===== Items =====

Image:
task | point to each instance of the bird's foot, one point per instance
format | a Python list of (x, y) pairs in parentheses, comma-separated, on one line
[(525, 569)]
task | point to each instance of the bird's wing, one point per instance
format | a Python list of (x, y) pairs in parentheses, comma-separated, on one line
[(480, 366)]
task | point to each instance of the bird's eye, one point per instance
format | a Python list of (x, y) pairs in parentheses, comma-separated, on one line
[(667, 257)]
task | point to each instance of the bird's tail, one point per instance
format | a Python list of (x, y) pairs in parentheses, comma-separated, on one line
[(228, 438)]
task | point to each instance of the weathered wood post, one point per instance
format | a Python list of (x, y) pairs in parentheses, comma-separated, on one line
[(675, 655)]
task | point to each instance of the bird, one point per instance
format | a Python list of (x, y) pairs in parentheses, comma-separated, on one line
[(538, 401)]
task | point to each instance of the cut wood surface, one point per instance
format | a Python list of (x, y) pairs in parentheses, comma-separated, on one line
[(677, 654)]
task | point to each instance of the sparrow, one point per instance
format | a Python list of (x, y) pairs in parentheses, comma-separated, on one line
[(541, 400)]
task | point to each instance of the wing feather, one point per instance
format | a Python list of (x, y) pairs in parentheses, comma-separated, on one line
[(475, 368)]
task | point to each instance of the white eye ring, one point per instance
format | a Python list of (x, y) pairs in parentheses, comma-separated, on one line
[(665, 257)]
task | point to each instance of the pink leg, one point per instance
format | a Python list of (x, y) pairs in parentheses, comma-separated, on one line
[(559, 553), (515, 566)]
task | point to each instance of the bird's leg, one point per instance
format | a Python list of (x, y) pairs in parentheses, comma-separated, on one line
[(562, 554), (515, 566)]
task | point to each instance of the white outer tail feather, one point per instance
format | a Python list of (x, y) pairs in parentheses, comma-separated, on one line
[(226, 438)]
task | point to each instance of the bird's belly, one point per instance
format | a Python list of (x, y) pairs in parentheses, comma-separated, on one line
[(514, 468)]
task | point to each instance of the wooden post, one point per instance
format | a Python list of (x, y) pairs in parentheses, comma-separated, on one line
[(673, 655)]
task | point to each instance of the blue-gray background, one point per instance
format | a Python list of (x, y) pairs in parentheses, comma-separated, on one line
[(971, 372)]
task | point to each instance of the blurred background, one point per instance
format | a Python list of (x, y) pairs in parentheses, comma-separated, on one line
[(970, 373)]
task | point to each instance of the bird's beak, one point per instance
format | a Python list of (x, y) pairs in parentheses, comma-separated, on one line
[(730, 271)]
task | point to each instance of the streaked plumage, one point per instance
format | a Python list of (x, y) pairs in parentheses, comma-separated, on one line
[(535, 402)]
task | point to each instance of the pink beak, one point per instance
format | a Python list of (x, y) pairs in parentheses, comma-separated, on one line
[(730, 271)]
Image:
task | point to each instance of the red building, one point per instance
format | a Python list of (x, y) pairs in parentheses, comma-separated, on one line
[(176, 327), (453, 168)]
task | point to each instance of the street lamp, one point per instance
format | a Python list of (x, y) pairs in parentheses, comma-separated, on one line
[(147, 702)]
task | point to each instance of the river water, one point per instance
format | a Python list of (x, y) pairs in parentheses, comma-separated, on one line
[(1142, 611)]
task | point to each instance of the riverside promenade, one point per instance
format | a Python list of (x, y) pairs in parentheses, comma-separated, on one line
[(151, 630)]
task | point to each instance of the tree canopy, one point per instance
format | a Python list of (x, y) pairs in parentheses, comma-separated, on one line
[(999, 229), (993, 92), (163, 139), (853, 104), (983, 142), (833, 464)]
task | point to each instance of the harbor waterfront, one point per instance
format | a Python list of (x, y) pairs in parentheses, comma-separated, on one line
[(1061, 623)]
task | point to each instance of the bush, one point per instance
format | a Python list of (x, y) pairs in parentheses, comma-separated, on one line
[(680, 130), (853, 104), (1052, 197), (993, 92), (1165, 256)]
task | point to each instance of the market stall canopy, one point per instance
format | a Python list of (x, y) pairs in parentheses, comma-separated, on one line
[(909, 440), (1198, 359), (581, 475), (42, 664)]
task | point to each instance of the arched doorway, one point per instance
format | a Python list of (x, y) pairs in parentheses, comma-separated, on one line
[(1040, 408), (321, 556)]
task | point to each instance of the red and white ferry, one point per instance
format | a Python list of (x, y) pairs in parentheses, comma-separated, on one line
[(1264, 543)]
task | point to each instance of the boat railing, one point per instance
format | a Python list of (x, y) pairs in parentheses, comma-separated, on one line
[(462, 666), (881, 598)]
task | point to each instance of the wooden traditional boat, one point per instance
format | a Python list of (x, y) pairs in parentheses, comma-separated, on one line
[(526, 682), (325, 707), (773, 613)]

=====

Exercise directions: Reproduce the items from the start through the line that contains "[(677, 654)]", inclusive, increasing every coordinate in the answers by 68 and leaving all other lines unchanged.

The reply:
Image:
task | point to each instance of the bird's foot, one point per instance
format | a Python list of (x, y) pairs in parentheses, comma-separated, on one line
[(593, 637)]
task | point to each instance of the bird's wing, one point per instance
format | a Python list of (x, y) pairs in parentheses, comma-separated, on one line
[(548, 434)]
task | point to each instance of the bird's eye, one point per instance
format | a Python list of (x, y) pairs in parentheses, comma-separated, on one line
[(735, 325)]
task | point to each instance of the bird's tail, one point per instance
format | a Python list of (x, y) pairs in parentheses, comma-separated, on one line
[(296, 506)]
task | point to each instance of the weathered wood post, one point per instance
format | a Python list of (x, y) pairs in parentheses, comma-separated, on one line
[(743, 723)]
task | point to each instance of the bird, one point per instance
format | a Python list of (x, y) pairs in parentheses, comma-separated, on one line
[(606, 469)]
task | point to each instance of the cut wood surface, one point per instance
format | a Python list of (x, y) pairs in parentheses, comma-separated, on one line
[(745, 722)]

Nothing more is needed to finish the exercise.